■ The task ■
Your answer must be every line of the data below that holds the string "mask", copied exactly.

+ + + +

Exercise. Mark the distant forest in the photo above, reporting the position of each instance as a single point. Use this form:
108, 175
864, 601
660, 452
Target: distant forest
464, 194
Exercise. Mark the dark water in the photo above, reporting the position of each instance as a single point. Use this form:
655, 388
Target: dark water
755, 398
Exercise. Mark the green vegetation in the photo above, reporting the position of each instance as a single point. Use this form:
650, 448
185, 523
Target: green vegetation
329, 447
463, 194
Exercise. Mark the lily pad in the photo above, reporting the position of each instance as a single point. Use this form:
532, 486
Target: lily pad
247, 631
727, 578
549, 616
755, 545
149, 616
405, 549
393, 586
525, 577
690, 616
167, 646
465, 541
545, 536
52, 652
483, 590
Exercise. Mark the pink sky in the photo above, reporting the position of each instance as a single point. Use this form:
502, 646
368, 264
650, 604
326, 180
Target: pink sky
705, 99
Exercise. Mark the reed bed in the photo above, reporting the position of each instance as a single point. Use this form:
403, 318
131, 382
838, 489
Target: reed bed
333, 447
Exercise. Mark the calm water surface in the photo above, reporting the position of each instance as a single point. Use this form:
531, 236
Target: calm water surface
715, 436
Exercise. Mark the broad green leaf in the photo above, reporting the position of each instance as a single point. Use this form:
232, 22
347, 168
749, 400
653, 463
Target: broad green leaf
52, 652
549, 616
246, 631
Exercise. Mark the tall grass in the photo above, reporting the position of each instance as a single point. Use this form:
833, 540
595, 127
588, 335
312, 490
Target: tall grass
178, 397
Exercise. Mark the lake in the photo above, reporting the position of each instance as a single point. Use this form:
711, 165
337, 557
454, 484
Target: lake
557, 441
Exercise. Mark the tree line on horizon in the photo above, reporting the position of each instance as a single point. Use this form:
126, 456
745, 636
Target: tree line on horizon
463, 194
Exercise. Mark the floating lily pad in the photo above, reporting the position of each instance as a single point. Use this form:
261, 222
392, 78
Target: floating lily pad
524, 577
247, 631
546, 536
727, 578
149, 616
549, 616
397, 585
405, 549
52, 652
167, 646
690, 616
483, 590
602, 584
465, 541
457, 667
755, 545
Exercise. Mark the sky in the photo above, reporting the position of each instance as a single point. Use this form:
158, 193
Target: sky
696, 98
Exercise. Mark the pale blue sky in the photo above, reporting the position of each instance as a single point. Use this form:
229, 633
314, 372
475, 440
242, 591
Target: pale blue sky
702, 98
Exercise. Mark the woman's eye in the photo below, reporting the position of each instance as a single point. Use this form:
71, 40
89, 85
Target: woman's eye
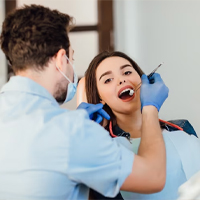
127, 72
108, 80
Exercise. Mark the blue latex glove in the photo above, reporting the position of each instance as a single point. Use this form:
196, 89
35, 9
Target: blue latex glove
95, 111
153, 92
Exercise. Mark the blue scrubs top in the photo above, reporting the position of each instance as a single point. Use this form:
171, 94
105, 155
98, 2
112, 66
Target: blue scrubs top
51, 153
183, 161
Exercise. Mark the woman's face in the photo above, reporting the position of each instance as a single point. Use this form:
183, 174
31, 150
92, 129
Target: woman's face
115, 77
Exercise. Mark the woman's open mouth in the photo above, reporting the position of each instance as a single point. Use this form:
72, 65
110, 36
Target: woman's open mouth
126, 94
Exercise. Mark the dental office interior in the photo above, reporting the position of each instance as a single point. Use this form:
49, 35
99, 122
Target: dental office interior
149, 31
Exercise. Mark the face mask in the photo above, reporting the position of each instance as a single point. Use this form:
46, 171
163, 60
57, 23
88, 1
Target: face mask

+ + + +

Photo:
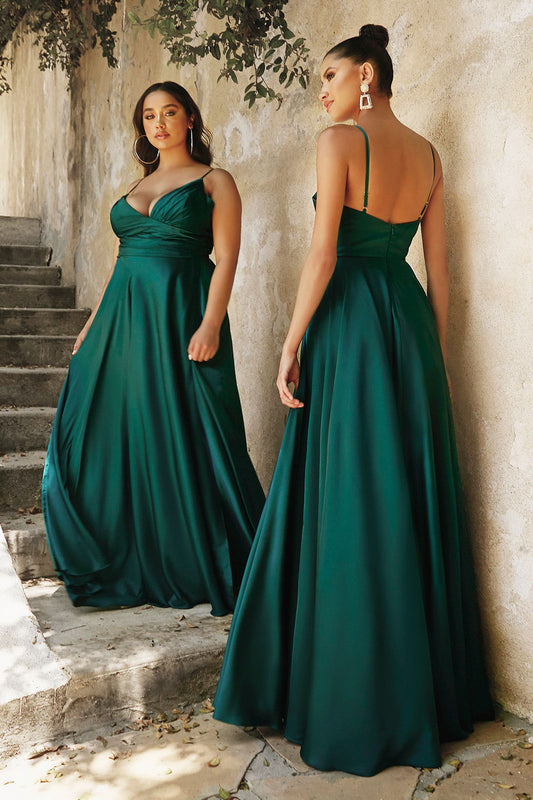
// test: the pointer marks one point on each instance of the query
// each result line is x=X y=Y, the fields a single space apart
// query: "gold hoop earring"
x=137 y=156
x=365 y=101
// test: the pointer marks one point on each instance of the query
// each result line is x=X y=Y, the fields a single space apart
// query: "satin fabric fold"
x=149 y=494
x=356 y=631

+ + + +

■ Output of the exercise ■
Exercise. Mark the face mask in the photo above, reporting the position of each instance as a single point. Use this form:
Target: face mask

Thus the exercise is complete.